[Available data]
.....

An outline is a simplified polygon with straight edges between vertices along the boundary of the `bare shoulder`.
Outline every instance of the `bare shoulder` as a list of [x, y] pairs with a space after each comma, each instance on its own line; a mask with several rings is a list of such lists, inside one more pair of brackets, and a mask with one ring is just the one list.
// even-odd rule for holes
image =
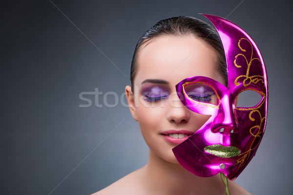
[[141, 172], [144, 167], [121, 178], [103, 190], [91, 195], [143, 195], [143, 178]]
[[251, 193], [234, 181], [229, 181], [228, 185], [231, 195], [251, 195]]

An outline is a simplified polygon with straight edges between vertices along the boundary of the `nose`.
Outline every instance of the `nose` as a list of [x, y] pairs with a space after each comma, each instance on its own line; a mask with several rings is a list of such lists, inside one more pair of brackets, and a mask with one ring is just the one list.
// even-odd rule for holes
[[228, 96], [221, 100], [218, 115], [213, 121], [211, 129], [214, 133], [221, 132], [224, 135], [237, 133], [238, 132], [233, 106], [230, 103]]
[[190, 118], [189, 110], [180, 101], [176, 94], [169, 98], [169, 104], [167, 114], [167, 120], [175, 124], [185, 123]]

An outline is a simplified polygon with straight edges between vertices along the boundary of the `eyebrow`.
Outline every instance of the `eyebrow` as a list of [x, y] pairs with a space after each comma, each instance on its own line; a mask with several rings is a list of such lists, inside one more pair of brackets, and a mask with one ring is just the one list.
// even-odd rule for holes
[[144, 80], [142, 82], [142, 84], [144, 84], [146, 82], [150, 82], [152, 83], [156, 83], [156, 84], [164, 84], [165, 85], [167, 85], [169, 84], [169, 82], [165, 80], [161, 79], [147, 79]]

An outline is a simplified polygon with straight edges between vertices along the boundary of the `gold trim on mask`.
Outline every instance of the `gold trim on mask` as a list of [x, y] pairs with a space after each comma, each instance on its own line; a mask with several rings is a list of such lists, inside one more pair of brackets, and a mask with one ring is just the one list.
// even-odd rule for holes
[[[193, 83], [202, 83], [202, 84], [205, 84], [206, 85], [209, 85], [209, 86], [210, 87], [211, 87], [214, 91], [215, 92], [216, 96], [217, 96], [217, 98], [218, 99], [218, 105], [213, 105], [212, 104], [210, 104], [209, 103], [200, 103], [200, 101], [196, 101], [194, 99], [193, 99], [192, 98], [190, 98], [188, 95], [187, 95], [187, 94], [186, 93], [186, 92], [185, 91], [185, 86], [187, 85], [188, 85], [189, 84], [193, 84]], [[188, 99], [189, 99], [190, 100], [191, 100], [192, 101], [194, 102], [194, 103], [196, 103], [197, 104], [200, 104], [200, 105], [203, 105], [204, 106], [209, 106], [209, 107], [211, 107], [212, 108], [217, 108], [217, 109], [219, 109], [219, 106], [220, 105], [220, 97], [219, 97], [219, 96], [218, 95], [218, 94], [217, 93], [217, 91], [216, 90], [215, 90], [215, 89], [211, 85], [209, 85], [208, 83], [206, 83], [205, 82], [186, 82], [185, 83], [184, 83], [183, 84], [182, 84], [182, 87], [183, 87], [183, 93], [184, 94], [184, 96], [185, 96], [186, 97], [187, 97], [187, 98], [188, 98]]]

.....

[Brief]
Reproduce every one of the records above with "straight edges" swapped for "line segments" each time it occurs, keeping everything else unchanged. Leave the pictures out of your answer.

[The completed task]
An outline is a simplified polygon with line segments between vertices along the boundary of the `bare shoulder`.
Outline every instance of the `bare shoulder` as a list of [x, y] pairs with a space after each comma, each instance on its own line; a mask with several rings is a list of such lists, inside one more pair of brackets, and a mask with one ring is just the one list.
// even-odd rule for holes
image =
[[141, 172], [144, 167], [121, 178], [103, 190], [91, 195], [143, 195], [143, 178]]
[[251, 193], [234, 181], [229, 181], [228, 185], [231, 195], [251, 195]]

An outline is a simplified polygon with line segments between vertices along the boundary of the `nose`.
Outline every instance of the `nose` as a list of [x, y] pairs with a space after each comma, each instance on its own line; a mask with several rings is a list of such lists, inside one more pair of brackets, and a mask with one ring is just the one list.
// even-odd rule for holes
[[228, 96], [221, 100], [218, 115], [213, 121], [211, 129], [214, 133], [221, 132], [224, 135], [237, 133], [238, 132], [233, 106], [230, 103]]
[[190, 118], [189, 110], [180, 101], [176, 94], [169, 98], [169, 104], [167, 114], [167, 120], [175, 124], [185, 123]]

An outline is a simplified polygon with line segments between vertices along the boundary of the `eyebrow`.
Outline every instance of the `eyebrow` as a list of [x, y] pairs with a space after each comma, each instance on its own line; a mask with several rings is a list of such lists, inside one more pair of brackets, and a mask with one ring is just the one list.
// even-odd rule for holes
[[144, 80], [142, 82], [142, 84], [144, 84], [146, 82], [150, 82], [152, 83], [156, 83], [156, 84], [164, 84], [165, 85], [167, 85], [169, 84], [169, 82], [165, 80], [161, 79], [147, 79]]

An outline is a simplified polygon with line segments between vertices along the boundary of the `gold trim on mask`.
Outline every instance of the `gold trim on mask` as a list of [x, y] pairs with a space after each comma, each instance on its own line; a mask with several rings is a list of such lists, inside one more pair of brackets, and a mask with one ring is just the one list.
// even-odd rule for holes
[[[193, 83], [202, 83], [202, 84], [205, 84], [206, 85], [209, 85], [209, 86], [210, 87], [211, 87], [214, 91], [215, 92], [216, 96], [217, 96], [217, 98], [218, 99], [218, 105], [213, 105], [212, 104], [210, 104], [209, 103], [200, 103], [200, 101], [196, 101], [194, 99], [193, 99], [192, 98], [190, 98], [188, 95], [187, 95], [187, 94], [186, 93], [186, 92], [185, 91], [185, 86], [187, 85], [188, 85], [189, 84], [193, 84]], [[188, 99], [189, 99], [190, 100], [191, 100], [192, 101], [194, 102], [194, 103], [196, 103], [197, 104], [200, 104], [200, 105], [203, 105], [204, 106], [209, 106], [209, 107], [211, 107], [212, 108], [217, 108], [217, 109], [219, 109], [219, 106], [220, 105], [220, 97], [219, 97], [219, 96], [218, 95], [218, 94], [217, 93], [217, 91], [216, 90], [215, 90], [215, 89], [211, 85], [209, 85], [208, 83], [206, 83], [205, 82], [186, 82], [185, 83], [184, 83], [183, 84], [182, 84], [182, 87], [183, 87], [183, 93], [184, 94], [184, 96], [185, 96], [186, 97], [187, 97], [187, 98], [188, 98]]]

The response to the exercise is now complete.